A verbatim reproduction of the lines below, from the line containing "box: [153, 0, 174, 144]" through the line containing "positive clicks: (44, 120)", both ends included, is the whole required output.

═════ Excerpted data ═════

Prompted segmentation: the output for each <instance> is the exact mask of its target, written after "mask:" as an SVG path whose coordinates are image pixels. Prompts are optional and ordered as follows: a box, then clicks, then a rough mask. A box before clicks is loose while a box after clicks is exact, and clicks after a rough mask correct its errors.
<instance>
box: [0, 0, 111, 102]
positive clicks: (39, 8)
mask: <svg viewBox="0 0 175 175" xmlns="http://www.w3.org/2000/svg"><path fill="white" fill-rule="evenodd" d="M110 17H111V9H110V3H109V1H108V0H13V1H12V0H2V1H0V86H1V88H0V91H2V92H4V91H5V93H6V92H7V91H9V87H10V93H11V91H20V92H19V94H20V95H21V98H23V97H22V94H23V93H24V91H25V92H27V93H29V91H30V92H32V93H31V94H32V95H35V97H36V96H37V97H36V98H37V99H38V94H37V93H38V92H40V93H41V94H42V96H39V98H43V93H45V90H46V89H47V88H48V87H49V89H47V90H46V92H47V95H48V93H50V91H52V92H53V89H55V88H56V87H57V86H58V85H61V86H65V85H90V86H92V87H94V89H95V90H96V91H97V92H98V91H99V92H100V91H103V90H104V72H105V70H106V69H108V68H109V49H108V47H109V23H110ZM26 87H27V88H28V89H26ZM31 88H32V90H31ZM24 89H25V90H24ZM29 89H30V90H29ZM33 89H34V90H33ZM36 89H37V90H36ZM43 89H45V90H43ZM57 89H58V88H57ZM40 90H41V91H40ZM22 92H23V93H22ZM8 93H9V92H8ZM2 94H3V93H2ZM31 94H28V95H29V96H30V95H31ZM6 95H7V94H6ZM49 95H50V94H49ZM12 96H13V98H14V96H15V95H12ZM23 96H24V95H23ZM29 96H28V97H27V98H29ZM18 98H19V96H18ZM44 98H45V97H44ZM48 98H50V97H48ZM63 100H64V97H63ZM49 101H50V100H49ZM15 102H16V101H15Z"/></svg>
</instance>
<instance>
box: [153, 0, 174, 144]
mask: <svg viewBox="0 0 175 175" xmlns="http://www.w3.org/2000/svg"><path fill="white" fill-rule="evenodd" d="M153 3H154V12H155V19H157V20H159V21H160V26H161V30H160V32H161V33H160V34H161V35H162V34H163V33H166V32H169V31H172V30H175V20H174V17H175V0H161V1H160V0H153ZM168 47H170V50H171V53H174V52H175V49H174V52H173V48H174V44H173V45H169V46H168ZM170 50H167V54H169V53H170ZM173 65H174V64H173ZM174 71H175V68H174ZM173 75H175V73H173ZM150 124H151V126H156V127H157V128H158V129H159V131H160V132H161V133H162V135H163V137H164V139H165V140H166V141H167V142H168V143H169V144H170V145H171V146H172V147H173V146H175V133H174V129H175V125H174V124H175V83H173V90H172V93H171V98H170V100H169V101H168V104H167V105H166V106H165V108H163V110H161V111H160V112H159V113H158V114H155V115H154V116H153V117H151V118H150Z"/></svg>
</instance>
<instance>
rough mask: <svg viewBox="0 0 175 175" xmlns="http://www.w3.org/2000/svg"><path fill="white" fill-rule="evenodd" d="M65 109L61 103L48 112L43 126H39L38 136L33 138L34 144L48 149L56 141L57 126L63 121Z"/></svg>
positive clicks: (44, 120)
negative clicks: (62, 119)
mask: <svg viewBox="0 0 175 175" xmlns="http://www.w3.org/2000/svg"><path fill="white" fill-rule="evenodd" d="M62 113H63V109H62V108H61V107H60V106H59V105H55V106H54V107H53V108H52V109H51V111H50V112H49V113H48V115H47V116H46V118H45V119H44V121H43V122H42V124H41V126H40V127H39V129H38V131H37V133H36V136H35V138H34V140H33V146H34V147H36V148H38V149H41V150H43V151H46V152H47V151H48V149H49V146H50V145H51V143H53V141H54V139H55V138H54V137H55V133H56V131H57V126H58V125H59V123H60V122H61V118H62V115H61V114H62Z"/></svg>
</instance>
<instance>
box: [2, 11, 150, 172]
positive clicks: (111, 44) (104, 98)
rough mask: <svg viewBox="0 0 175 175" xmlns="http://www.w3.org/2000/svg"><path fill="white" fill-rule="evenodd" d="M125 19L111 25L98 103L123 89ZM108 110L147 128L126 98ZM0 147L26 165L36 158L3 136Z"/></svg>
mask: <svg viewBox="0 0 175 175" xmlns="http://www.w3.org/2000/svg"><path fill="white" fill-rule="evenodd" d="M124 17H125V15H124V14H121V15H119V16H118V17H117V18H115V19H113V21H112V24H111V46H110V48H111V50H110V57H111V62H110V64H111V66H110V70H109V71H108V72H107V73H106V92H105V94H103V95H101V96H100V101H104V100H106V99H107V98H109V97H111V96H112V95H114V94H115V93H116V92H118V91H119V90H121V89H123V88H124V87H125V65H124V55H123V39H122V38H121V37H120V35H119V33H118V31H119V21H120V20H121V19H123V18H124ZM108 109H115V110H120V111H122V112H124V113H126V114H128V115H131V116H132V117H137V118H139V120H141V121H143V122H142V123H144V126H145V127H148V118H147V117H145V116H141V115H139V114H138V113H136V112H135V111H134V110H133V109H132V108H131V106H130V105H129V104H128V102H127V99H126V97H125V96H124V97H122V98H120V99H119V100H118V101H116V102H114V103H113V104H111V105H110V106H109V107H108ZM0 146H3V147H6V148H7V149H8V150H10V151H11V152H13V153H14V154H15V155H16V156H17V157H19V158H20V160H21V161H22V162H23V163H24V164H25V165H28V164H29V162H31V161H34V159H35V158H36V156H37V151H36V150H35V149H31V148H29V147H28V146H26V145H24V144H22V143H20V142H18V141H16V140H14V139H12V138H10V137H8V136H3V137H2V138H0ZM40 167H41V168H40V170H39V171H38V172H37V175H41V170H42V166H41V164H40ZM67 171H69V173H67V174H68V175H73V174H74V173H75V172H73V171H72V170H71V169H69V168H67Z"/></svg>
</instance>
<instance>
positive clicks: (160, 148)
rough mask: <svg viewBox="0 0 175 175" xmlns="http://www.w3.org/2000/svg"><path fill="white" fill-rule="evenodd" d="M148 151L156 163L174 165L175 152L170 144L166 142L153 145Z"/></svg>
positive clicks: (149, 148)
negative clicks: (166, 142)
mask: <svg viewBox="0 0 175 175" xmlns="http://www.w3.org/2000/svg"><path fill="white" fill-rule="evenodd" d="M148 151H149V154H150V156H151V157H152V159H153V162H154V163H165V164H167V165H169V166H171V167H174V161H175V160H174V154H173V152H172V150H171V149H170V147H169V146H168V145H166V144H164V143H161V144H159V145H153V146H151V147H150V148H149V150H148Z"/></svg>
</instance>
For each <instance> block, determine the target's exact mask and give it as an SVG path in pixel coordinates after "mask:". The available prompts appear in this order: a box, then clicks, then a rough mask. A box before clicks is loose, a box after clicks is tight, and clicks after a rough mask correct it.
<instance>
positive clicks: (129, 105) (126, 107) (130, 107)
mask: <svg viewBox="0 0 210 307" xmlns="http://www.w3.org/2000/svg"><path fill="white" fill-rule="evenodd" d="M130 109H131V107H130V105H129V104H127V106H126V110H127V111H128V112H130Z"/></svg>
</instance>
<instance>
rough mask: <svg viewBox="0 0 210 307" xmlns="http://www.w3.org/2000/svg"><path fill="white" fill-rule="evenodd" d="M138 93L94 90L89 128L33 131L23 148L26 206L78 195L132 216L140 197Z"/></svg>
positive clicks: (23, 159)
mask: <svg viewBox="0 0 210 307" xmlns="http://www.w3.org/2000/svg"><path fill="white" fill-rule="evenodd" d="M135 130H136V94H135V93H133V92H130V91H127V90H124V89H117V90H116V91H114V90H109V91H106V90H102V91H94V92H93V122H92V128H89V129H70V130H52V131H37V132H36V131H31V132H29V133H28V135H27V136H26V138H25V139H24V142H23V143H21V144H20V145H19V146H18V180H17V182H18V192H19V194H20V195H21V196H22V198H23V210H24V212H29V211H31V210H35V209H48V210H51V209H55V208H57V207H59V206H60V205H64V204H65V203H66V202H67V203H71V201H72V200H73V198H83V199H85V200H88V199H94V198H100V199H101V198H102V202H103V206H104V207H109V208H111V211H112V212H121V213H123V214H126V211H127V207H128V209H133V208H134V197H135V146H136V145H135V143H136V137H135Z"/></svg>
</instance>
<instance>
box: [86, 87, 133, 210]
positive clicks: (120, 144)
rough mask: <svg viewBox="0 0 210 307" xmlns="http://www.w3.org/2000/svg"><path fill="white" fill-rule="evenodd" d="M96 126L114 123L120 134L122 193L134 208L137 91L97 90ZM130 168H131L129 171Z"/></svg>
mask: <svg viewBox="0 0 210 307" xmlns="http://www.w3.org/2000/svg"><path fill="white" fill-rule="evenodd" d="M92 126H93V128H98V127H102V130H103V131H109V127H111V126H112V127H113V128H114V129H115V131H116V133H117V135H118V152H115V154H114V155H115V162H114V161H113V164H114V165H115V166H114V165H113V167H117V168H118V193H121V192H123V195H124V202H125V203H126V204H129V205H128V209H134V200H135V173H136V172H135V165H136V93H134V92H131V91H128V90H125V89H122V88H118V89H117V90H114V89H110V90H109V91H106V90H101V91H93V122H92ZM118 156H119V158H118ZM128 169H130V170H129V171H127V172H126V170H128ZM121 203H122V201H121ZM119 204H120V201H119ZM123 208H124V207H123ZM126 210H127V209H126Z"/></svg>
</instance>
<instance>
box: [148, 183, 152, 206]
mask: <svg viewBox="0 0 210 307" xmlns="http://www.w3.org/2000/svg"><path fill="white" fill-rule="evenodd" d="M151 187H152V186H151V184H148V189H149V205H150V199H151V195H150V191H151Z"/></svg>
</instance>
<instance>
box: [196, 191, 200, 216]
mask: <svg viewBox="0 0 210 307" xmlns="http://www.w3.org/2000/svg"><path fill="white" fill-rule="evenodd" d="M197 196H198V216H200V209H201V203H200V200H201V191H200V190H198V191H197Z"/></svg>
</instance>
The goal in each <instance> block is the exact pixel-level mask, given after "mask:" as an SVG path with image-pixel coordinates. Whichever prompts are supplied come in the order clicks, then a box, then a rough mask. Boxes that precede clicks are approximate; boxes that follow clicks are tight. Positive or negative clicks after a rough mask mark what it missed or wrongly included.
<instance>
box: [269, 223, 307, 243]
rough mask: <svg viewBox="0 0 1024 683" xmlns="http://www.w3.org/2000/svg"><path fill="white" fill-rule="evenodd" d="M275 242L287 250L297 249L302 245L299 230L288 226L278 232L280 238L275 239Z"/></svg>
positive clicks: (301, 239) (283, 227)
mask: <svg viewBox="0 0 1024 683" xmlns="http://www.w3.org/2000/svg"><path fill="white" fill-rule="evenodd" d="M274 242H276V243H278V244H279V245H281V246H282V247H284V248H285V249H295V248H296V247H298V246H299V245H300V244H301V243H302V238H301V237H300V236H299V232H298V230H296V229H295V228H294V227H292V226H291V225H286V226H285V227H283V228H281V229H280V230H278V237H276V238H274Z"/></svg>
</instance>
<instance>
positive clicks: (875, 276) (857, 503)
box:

═════

Worked solution
box: [153, 0, 174, 144]
mask: <svg viewBox="0 0 175 175" xmlns="http://www.w3.org/2000/svg"><path fill="white" fill-rule="evenodd" d="M153 3H154V12H155V19H157V20H159V21H160V26H161V30H160V32H161V33H160V34H161V35H162V34H163V33H166V32H169V31H172V30H175V20H174V17H175V0H161V1H160V0H153ZM168 47H170V50H171V53H174V52H175V49H174V52H173V48H174V44H173V45H169V46H168ZM170 50H167V54H169V53H170ZM173 65H174V64H173ZM174 71H175V68H174ZM173 75H175V73H173ZM150 124H151V126H156V127H157V128H158V129H159V131H160V132H161V133H162V135H163V137H164V139H165V140H166V141H167V142H168V143H169V144H170V145H171V146H172V147H173V146H175V133H174V129H175V125H174V124H175V83H173V90H172V93H171V98H170V100H169V101H168V104H167V105H166V106H165V108H163V110H161V111H160V112H159V113H158V114H155V115H154V116H153V117H151V118H150Z"/></svg>
</instance>
<instance>
rough mask: <svg viewBox="0 0 175 175" xmlns="http://www.w3.org/2000/svg"><path fill="white" fill-rule="evenodd" d="M65 109L61 103L48 112L43 126H39L38 136L33 138L34 144L48 149L56 141L57 126L63 121Z"/></svg>
positive clicks: (44, 120)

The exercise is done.